The request -> Pick out each line of the material below that contains the word "black", and copy those lines in their original order.

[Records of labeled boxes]
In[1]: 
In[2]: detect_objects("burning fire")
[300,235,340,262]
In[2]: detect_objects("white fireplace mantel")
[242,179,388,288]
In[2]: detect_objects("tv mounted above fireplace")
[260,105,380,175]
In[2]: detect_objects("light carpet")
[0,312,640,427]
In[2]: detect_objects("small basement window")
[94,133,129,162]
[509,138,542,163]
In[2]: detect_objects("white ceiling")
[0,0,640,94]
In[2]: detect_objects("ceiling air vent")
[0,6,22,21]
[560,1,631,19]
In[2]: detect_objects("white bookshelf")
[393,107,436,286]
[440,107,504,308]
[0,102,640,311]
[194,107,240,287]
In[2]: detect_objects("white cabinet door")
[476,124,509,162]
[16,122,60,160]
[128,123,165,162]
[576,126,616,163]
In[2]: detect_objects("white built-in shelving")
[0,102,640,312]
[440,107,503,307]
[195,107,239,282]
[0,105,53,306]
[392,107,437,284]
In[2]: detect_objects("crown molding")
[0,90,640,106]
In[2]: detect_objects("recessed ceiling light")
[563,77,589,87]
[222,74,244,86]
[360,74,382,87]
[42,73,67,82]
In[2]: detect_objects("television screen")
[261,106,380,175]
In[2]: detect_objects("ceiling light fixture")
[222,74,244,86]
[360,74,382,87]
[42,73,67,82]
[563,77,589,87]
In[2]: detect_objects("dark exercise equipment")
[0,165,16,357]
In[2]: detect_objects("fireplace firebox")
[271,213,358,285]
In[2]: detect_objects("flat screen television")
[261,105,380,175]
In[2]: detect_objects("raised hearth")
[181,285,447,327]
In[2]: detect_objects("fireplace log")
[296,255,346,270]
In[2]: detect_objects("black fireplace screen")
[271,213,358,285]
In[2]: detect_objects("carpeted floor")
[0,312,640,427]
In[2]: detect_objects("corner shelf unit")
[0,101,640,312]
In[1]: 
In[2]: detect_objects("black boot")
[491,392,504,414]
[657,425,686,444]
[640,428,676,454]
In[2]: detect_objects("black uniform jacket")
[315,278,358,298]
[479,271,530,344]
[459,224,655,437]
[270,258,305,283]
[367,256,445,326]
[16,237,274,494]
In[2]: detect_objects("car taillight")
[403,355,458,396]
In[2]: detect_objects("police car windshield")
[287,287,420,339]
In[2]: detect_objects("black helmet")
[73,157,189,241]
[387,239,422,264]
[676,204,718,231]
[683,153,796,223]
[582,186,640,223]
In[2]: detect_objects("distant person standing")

Solution below ->
In[2]: detect_objects("black fireplace screen")
In[2]: detect_objects("black boot")
In[2]: detect_objects("black uniform jacket")
In[2]: detect_objects("black helmet")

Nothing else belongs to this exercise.